Safety issues are brought to the forefront through incident reporting, which is a written report about an error or close call, or staff can call on a reporting line and give a narrative of the incident. The narrative reports can be given anonymously if the caller doesn’t wish to leave his or her name.
Proactively, the medical center receives safety alerts from several organizations including the Joint Commission. Staff in the safety department also stay alert to incidents reported by the media, such as the death of a 6-year-old boy in an MRI when an oxygen tank crushed his head. (Learn more about how to identify safety issues and prevent errors in "To improve safety, ask your patients," in this issue.)
"Whatever comes our way, we gather the appropriate group together and find out what we are doing to prevent this error and how we are ensuring that it won’t be a problem for us," explains Sharon Hartzell, RN, the utilization review and patient safety coordinator. For example, shortly after the newspaper report of the boy’s death, members of the MRI team at the VA medical center in Albuquerque and the supervisor met to discuss the steps they had in place to prevent a similar occurrence and review their safety practices.
When a safety issue is identified, a matrix is used to score the problem to determine if a root-cause analysis (RCA) is needed. If an RCA is needed, an interdisciplinary team best suited to examine that particular incident is assembled. "It is a systems approach looking at how we can prevent this from happening, rather than trying to single out a particular individual to blame," says Douglas.

^^^^^^^^

§ BRIEF A: In the patient safety text, what is used to score a safety problem to decide whether a root-cause analysis is needed?
§ BRIEF B: Pick up the patient safety text after its final sentence and keep writing it.

^^^^^^^^

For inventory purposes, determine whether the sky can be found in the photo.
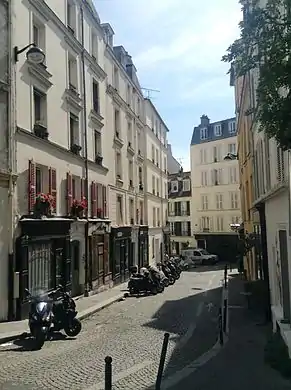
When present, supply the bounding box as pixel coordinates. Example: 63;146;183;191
94;0;241;170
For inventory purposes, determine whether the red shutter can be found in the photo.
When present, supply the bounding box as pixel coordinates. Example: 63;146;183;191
49;168;57;213
91;181;97;218
28;160;36;213
102;186;108;218
67;173;73;214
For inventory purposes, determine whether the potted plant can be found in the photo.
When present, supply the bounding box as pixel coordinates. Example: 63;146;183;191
71;198;87;218
34;192;54;216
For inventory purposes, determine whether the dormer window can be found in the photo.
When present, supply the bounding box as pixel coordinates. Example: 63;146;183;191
200;127;208;140
171;180;178;192
228;121;235;134
183;179;190;192
214;124;221;137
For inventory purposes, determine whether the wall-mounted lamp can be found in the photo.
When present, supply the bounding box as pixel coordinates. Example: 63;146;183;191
14;43;45;64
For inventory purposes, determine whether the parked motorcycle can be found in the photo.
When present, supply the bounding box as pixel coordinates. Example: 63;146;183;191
157;263;176;285
49;285;82;337
25;289;53;350
128;268;159;295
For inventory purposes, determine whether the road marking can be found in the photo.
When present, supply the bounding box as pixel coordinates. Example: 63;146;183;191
87;360;154;390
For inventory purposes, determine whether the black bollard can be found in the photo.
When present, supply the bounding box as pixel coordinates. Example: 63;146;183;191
218;308;224;345
156;333;170;390
104;356;112;390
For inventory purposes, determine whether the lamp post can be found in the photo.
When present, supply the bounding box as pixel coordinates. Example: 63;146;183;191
14;43;45;64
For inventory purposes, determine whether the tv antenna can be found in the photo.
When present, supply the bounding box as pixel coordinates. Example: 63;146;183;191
141;88;161;100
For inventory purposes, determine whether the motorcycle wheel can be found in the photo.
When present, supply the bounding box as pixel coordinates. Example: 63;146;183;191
33;329;46;351
64;318;82;337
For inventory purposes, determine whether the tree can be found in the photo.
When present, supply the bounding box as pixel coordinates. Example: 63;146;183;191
222;0;291;150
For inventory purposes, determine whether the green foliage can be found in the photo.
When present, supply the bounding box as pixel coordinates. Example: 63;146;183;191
222;0;291;150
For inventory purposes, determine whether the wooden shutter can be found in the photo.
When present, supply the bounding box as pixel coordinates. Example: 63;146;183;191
81;177;88;217
91;181;97;218
102;186;108;218
49;168;57;213
66;173;73;214
28;160;36;213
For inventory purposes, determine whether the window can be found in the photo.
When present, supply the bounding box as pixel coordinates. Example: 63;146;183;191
229;167;237;184
116;195;123;225
68;56;78;91
183;179;191;191
216;194;223;210
201;171;208;187
126;84;131;106
92;80;100;114
94;130;102;159
70;114;79;148
201;195;208;210
115;152;122;180
67;0;76;35
228;121;235;134
230;192;238;209
35;167;42;194
152;176;156;195
200;128;208;140
228;144;236;154
114;110;120;138
113;66;119;90
214;124;222;137
91;31;98;61
33;88;46;126
216;217;223;232
200;149;207;164
171;180;178;192
212;169;222;186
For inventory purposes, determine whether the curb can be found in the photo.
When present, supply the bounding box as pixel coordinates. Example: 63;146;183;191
0;293;124;344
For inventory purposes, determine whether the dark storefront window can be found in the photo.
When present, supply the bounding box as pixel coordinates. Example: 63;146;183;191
28;242;54;295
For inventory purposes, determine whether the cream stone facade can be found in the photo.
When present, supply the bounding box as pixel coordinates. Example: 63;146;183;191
190;117;241;238
145;99;169;262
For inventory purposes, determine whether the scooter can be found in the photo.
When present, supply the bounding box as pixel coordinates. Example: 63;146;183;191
25;289;53;350
49;285;82;337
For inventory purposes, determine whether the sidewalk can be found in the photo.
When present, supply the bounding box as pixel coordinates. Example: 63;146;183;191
172;277;291;390
0;282;127;344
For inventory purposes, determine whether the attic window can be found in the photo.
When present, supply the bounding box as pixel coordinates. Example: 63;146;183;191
200;127;208;140
171;180;178;192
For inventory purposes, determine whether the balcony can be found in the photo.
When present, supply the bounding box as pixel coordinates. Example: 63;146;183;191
127;141;135;156
114;131;124;148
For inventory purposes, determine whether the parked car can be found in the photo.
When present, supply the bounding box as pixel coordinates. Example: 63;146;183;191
185;248;218;266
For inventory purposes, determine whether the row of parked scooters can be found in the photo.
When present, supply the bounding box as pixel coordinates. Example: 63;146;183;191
128;258;183;295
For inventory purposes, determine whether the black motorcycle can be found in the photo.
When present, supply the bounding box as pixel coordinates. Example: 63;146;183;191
49;285;82;337
25;289;53;350
158;263;176;286
128;270;159;295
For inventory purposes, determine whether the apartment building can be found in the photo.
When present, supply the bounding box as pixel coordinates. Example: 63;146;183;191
190;115;241;257
145;99;169;263
168;169;195;254
102;28;148;274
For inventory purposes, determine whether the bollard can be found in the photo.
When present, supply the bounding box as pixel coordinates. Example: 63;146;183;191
155;333;170;390
218;308;223;345
104;356;112;390
224;264;227;288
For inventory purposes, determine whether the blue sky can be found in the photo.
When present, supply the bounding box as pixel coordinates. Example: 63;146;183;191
94;0;240;169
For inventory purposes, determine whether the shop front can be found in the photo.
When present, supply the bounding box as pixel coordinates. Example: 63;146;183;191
88;219;112;291
15;218;73;320
110;226;134;284
138;226;149;269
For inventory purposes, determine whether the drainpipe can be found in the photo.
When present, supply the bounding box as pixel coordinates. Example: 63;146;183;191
80;7;89;297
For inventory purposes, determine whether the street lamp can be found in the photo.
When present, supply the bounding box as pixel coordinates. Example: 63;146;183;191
224;153;238;161
14;43;45;64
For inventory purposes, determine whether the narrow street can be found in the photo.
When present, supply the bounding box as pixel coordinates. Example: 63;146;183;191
0;267;223;390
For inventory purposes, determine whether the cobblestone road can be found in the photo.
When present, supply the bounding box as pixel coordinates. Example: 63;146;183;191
0;269;223;390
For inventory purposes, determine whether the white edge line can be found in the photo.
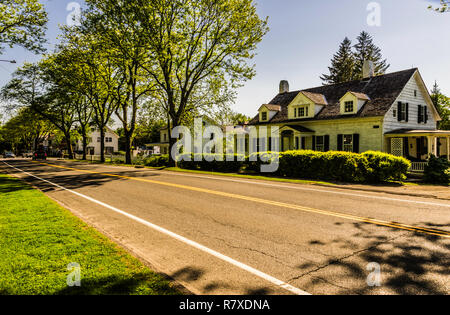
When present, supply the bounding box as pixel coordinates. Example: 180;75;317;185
54;159;450;208
2;161;311;295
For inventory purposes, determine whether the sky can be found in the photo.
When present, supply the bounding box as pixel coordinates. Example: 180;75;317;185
0;0;450;117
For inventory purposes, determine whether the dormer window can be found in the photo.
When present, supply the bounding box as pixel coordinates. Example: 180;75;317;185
345;101;354;113
261;112;267;121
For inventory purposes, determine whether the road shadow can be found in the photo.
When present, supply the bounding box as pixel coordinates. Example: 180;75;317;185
298;223;450;295
5;160;160;192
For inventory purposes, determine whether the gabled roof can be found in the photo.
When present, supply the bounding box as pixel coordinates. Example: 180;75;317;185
249;68;418;125
259;104;281;112
301;91;328;105
348;91;370;101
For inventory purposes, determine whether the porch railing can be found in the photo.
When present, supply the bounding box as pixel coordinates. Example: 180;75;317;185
409;162;428;173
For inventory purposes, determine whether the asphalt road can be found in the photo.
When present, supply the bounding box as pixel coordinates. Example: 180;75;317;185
0;159;450;294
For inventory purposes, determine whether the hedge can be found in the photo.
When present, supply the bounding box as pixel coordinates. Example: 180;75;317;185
423;155;450;185
145;150;411;182
362;151;411;182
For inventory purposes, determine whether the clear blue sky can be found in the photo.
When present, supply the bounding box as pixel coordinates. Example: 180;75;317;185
0;0;450;116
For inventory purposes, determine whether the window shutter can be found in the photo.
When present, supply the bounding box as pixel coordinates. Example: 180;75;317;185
405;103;409;122
353;133;359;153
337;135;344;151
324;135;330;152
417;105;423;124
403;137;409;157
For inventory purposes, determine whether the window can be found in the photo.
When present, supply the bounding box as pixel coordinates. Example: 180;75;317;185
397;102;409;122
344;101;354;113
343;135;353;152
316;136;325;152
261;112;267;121
417;105;428;124
297;106;308;117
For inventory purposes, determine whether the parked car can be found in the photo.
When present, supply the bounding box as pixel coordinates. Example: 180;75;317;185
33;150;47;160
3;152;16;159
22;151;33;158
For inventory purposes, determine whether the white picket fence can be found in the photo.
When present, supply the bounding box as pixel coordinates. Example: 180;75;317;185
409;162;428;173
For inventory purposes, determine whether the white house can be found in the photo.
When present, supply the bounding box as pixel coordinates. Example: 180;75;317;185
75;127;119;155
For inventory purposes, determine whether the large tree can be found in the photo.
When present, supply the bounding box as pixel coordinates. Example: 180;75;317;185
320;37;355;84
320;31;389;84
354;31;390;79
129;0;268;162
0;0;47;55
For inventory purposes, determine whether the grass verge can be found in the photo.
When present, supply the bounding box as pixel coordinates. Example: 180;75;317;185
0;174;180;295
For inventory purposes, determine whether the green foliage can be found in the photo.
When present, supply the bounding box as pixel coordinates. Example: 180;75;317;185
431;82;450;130
362;151;411;182
320;31;389;84
0;0;48;55
423;155;450;185
278;150;369;182
171;150;411;182
0;175;179;295
320;37;355;84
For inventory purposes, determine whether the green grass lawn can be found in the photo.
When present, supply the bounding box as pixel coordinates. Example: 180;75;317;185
0;174;180;295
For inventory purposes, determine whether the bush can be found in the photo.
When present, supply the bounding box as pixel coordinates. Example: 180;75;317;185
362;151;411;182
144;155;169;167
278;150;369;182
423;155;450;185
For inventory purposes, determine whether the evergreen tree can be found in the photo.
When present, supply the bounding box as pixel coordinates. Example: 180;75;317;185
320;37;355;84
353;31;390;79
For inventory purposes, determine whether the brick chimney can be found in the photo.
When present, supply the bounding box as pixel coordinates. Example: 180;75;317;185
363;60;375;79
280;80;289;94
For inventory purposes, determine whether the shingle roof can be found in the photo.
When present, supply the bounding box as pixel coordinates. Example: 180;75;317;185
302;91;328;105
261;104;281;112
249;68;417;125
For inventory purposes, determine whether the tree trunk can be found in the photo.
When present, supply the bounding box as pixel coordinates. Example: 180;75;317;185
64;132;73;160
124;132;131;164
82;131;87;161
100;126;105;163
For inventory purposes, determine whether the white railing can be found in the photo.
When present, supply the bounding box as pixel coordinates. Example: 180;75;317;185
409;162;428;173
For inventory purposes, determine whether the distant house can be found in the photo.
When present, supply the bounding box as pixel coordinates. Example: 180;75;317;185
75;127;119;155
249;67;450;162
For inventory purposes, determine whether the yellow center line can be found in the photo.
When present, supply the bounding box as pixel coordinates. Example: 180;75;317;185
33;161;450;238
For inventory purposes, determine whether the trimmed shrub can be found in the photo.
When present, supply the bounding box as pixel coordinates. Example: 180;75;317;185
423;155;450;185
278;150;369;182
362;151;411;182
144;155;169;167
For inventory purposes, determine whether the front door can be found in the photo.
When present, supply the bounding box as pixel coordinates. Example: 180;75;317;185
283;137;291;151
391;138;403;156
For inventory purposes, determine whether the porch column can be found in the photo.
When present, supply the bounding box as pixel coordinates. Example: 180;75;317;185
427;136;436;158
447;137;450;161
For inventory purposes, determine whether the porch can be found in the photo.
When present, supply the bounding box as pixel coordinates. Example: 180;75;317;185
280;125;316;152
385;130;450;173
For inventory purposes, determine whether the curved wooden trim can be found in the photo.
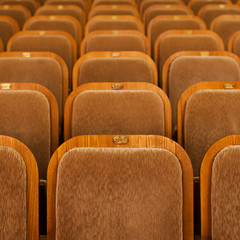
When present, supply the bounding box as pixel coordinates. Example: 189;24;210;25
139;0;186;16
228;31;240;52
198;4;240;18
210;14;240;31
7;30;77;64
85;15;145;36
154;30;224;66
142;4;193;27
177;81;240;147
0;52;68;111
81;30;151;56
147;15;206;57
200;135;240;240
72;51;158;90
0;135;39;240
47;135;193;240
162;51;240;95
64;82;172;141
0;83;59;154
88;4;140;19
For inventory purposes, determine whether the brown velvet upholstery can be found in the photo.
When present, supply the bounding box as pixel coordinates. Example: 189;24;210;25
158;31;223;84
0;145;27;240
198;4;240;29
183;89;240;176
0;52;66;120
188;0;231;15
56;148;183;240
85;15;144;35
1;0;39;15
73;52;157;85
88;5;140;19
138;0;183;16
0;16;19;49
143;4;192;32
0;5;31;29
0;90;51;178
211;15;240;50
71;90;165;136
35;5;86;29
211;145;240;240
148;15;205;56
81;30;150;55
168;55;240;137
8;31;76;82
45;0;89;16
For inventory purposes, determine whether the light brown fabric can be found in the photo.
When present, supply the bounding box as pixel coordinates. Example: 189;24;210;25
56;148;183;240
214;19;240;51
0;8;28;29
89;18;140;32
211;145;240;240
35;6;85;29
0;90;51;179
0;57;63;117
145;7;191;32
72;90;165;136
151;19;202;56
0;146;27;240
168;56;240;135
26;19;79;44
78;58;153;85
158;34;222;83
0;17;16;50
11;35;73;79
200;8;240;29
183;90;240;176
86;34;146;53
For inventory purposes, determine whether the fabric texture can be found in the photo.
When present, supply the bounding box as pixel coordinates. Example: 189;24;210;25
72;90;165;136
211;145;240;240
183;90;240;177
0;90;51;179
0;146;27;240
56;148;183;240
78;57;153;85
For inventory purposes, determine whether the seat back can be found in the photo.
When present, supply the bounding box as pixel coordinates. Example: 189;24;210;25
81;30;151;55
154;30;224;86
0;83;59;179
0;5;31;30
64;82;171;140
198;4;240;29
0;135;39;240
47;135;193;240
178;82;240;177
147;15;206;58
72;52;158;87
200;135;240;240
162;51;240;136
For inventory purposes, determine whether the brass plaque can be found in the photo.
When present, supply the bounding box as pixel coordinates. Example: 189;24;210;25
223;83;235;89
113;136;129;145
0;83;12;90
112;83;124;90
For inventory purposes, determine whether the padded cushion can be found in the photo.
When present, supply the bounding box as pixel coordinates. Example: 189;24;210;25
72;90;165;136
78;57;153;85
211;145;240;240
168;56;240;133
85;34;147;53
56;148;183;240
183;89;240;176
0;146;27;240
0;90;51;179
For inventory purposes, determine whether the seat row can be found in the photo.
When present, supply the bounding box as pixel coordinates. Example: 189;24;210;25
0;135;240;240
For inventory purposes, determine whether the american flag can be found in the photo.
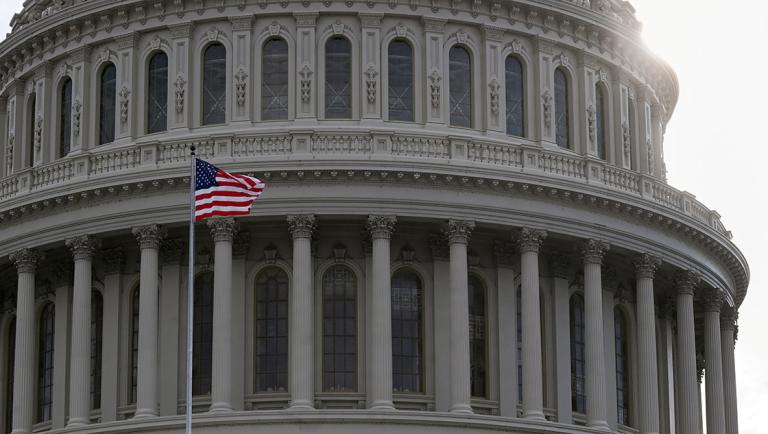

^^^^^^^^

§ RESPONSE BOX A: A matrix.

§ RESPONSE BOX B:
To come up with a set of actions that need to be taken, the team interviews staff and patients, reviews documentation, and often visits the scene where an accident or medical error occurred. The steps to improve safety are presented to senior management who review them and either sign off on each one or provide additional feedback.
If revisions are recommended, they are made by the team. Once the set of actions receive final approval, they are given to the appropriate personnel with a timeline for completion. The safety coordinator follows up to ensure the steps were implemented.
For example, when the wrong medication was administered to a patient in the emergency department, it was determined that similar IV mixtures were kept in too-close proximity, side-by-side on the same shelf. Therefore, steps to improve safety included changing the labels on the IV mixtures and storing them in separate places. When a safety alert covered the dangers of leaving concentrated potassium chloride on units, it was removed before it was administered by mistake. The vial was similar to other medication containers, says Douglas.
"We are all human and we make mistakes, so it is important to try to eliminate safety hazards, such as storing IV mixtures side-by-side on a shelf, to eliminate the potential for error," she says.
To help staff become more comfortable with the process, they are given information on reporting incidents and potential mistakes during staff meetings and also in the quality improvement newsletter. They also attended a hospital wide inservice about the new nonpunitive systematic analysis approach the VA has taken. However, many fear a reprisal and are still hesitant to report close calls. This attitude is slowly changing as more and more staff members are assigned to RCA teams to conduct an analysis and see how the teams can come up with good recommendations for changes.
Educating patients about the role they play in eliminating the potential for mistakes is also important. A patient pamphlet is being implemented that teaches patients how they can help prevent medication errors by knowing which medications they are to receive and identifying them before the nurse administers them, says Hartzell. The pamphlet also advises patients of potential medication and dietary supplement interactions that could be harmful and the importance of reporting the supplements they are taking, such as vitamins and herbs, to their physician.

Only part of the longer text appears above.